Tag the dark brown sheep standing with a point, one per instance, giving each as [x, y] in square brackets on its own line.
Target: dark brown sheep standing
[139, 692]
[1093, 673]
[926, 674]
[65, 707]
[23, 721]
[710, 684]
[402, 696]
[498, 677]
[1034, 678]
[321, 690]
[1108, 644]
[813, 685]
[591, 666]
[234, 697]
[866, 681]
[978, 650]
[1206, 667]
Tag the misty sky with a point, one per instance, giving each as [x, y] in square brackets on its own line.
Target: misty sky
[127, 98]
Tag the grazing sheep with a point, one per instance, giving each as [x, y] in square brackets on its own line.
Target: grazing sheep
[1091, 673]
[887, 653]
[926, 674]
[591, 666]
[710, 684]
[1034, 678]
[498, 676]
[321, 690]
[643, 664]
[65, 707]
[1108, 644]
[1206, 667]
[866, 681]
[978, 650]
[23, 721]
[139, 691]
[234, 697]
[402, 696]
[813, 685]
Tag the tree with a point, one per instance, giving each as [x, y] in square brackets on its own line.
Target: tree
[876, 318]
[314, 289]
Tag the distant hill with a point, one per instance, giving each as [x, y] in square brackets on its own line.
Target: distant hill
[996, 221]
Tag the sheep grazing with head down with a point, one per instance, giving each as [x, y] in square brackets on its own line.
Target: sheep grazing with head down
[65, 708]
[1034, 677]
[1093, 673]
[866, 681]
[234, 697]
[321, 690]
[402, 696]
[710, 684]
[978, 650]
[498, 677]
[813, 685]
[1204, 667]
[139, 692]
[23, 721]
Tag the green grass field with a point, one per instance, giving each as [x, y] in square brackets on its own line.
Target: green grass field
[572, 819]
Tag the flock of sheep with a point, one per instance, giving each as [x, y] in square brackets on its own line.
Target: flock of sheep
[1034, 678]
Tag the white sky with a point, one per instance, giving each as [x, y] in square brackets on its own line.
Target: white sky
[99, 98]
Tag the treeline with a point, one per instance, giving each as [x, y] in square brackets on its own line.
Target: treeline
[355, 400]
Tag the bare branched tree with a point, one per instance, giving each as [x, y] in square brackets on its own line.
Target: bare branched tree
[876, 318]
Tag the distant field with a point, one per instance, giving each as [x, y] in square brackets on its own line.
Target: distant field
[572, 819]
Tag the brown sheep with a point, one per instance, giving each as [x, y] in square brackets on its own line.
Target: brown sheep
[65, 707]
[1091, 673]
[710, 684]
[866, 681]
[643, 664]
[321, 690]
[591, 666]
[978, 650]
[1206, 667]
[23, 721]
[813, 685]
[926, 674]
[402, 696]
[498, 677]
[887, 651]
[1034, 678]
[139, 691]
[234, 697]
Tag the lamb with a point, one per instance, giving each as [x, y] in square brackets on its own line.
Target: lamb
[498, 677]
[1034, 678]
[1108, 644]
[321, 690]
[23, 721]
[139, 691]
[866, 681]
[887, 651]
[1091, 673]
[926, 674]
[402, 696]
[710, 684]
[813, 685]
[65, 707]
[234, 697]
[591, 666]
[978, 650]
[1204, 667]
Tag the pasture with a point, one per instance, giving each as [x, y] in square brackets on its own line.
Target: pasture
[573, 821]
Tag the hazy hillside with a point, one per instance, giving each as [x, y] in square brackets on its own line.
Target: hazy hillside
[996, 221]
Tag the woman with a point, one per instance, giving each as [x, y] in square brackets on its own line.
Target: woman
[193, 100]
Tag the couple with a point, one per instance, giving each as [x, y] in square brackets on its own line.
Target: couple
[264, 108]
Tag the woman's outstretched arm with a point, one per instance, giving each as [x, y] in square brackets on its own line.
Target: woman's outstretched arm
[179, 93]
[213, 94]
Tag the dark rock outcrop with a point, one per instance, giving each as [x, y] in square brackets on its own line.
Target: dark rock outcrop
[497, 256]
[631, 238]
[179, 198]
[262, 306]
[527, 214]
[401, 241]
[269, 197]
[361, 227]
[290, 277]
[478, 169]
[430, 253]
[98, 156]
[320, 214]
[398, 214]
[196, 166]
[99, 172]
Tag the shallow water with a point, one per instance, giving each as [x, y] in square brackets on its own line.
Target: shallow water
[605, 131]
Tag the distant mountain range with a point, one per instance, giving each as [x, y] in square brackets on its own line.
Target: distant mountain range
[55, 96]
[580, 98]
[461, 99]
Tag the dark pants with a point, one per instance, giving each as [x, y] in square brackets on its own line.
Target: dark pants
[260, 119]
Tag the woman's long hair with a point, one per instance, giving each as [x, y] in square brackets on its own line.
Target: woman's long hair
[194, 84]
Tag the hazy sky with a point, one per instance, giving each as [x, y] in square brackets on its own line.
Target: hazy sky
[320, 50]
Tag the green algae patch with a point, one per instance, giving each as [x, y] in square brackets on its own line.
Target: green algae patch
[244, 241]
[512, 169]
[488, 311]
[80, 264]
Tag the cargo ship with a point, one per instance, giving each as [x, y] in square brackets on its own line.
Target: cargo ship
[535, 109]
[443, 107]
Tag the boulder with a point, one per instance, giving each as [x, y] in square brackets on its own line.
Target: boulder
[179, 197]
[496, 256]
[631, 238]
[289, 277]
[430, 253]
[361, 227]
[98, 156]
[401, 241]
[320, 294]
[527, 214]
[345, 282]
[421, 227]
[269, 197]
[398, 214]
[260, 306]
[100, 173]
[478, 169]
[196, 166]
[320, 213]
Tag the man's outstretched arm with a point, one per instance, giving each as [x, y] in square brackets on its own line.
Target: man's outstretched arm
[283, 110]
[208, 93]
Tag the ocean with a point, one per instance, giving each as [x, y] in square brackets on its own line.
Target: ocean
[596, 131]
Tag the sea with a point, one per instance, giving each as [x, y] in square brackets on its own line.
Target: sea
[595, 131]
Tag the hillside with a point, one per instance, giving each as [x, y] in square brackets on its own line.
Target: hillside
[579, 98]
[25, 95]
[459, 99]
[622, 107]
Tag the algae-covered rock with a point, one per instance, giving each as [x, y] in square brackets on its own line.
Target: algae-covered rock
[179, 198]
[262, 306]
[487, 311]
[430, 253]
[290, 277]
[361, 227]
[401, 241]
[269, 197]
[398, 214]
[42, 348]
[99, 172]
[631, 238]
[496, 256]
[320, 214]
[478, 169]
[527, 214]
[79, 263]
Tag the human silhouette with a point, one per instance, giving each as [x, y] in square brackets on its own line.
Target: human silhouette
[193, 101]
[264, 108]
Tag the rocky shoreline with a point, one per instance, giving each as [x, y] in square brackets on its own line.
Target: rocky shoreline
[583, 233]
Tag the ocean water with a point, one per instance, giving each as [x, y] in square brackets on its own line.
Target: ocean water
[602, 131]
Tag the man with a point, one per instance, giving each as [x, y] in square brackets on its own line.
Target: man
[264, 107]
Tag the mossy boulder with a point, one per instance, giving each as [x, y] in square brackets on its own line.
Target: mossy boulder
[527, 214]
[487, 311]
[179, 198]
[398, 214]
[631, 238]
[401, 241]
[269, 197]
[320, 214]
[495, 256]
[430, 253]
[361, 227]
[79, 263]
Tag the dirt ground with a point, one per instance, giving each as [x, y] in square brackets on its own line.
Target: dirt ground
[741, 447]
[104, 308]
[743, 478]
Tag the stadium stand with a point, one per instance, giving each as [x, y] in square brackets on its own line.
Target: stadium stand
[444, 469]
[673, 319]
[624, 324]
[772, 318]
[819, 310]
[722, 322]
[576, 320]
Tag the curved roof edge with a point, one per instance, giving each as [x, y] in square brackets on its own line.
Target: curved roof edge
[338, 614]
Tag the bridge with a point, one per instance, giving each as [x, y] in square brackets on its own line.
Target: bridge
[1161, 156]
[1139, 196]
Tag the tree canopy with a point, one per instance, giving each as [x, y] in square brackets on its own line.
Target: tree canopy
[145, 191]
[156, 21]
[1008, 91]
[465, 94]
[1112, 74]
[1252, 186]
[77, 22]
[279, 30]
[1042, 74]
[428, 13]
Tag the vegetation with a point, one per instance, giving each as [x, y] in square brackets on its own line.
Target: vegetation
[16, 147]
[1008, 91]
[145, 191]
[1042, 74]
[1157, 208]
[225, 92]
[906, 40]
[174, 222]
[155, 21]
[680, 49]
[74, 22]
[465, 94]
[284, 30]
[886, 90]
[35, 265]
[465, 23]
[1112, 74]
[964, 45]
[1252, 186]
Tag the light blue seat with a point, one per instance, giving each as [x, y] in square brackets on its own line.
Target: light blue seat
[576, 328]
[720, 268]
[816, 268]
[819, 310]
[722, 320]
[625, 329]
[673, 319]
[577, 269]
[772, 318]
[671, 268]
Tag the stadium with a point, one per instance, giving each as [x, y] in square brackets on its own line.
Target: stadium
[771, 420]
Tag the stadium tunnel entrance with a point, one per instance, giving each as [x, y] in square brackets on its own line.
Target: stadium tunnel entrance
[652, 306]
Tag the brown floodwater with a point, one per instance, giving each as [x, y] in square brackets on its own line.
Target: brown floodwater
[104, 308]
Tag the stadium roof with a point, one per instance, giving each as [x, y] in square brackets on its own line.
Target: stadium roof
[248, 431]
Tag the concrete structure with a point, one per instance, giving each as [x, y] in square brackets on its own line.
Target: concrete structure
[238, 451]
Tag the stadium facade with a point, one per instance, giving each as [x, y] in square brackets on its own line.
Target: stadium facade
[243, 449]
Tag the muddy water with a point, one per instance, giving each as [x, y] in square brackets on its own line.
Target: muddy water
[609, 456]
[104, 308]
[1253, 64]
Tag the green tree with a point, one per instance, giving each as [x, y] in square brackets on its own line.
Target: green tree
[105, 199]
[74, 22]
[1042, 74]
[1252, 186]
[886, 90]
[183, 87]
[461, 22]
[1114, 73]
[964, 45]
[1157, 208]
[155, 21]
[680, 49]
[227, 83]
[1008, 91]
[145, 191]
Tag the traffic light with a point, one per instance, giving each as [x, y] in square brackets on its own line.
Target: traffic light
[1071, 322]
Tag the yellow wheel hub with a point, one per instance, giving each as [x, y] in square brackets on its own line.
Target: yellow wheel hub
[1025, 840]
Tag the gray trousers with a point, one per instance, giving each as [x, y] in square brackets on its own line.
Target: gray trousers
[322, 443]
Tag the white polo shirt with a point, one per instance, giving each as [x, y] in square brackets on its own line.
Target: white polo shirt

==========

### EXERCISE DESCRIPTION:
Given the records above, reproduce precisely and only the lines between the line holding "Target: flock of sheep" and the line holding "Tag the brown sheep", inclusive.

### EXERCISE ANSWER:
Target: flock of sheep
[1034, 678]
Tag the white sky with a point, one per instance, giving each as [x, y] in square brackets on its own line.
Target: white sky
[99, 98]
Tag the treeline with a point, one per instance, giving each as [x, y] in square brackets on its own line.
Target: treeline
[355, 400]
Tag the bare branched tree with a point, one per instance, giving each as [x, y] in square brackets on its own line.
Target: bare branched tree
[876, 318]
Tag the distant field with a point, one per instance, giving each as [x, y] in square brackets on its own line.
Target: distant field
[572, 819]
Tag the brown sheep with a point, one per instance, giving each as [x, y] in square brackets on its own line.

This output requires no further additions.